§ **RECORD EXCERPTS**
========================
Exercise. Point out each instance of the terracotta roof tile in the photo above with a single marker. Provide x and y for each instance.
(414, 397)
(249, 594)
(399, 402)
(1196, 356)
========================
§ **AIM OF THE TASK**
Copy the material above line for line, changing nothing.

§ **TASK RESULT**
Exercise. Point out each instance of the terracotta roof tile in the photo above with a single marker. Provide x and y for each instance.
(414, 397)
(249, 594)
(399, 402)
(1196, 356)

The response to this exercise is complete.